══ THE RECORDS ══

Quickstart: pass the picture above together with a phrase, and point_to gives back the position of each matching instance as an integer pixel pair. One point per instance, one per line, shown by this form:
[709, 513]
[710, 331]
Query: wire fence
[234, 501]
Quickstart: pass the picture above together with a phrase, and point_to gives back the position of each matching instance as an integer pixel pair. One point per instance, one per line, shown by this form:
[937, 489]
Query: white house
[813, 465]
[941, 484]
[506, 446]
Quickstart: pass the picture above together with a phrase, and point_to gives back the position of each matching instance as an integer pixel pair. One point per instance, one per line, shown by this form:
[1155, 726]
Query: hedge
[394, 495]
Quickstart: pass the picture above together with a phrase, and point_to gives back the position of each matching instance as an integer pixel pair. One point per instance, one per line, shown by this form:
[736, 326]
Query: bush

═══

▶ [STATED TASK]
Print the entries exactly. Include every one.

▶ [ANSWER TO THIS EXERCISE]
Quickstart: pass the picture above together with a phrase, and point_to gives back the position of each matching instance as an integer pixel pair. One point per instance, one per line, shown by this form:
[709, 513]
[710, 331]
Query: wire fence
[234, 501]
Quickstart: pass the picture above together with a phrase, and point_to gives back the position of each matching instance as an integer pixel pair. One point per instance, one per line, shown by this form:
[937, 489]
Query: white house
[813, 465]
[941, 484]
[506, 446]
Quickstart: pass the picture above together with a phrase, and point_to gives back the position of each matching instance as an integer pixel pair. One point per instance, one per line, shown by this form:
[1155, 726]
Query: hedge
[394, 495]
Quickstart: pass the picture above together with a phrase, and point_to gives back the position of each matching instance as an integer pixel pair. One point per instance, one per line, shown by this form:
[736, 326]
Query: bush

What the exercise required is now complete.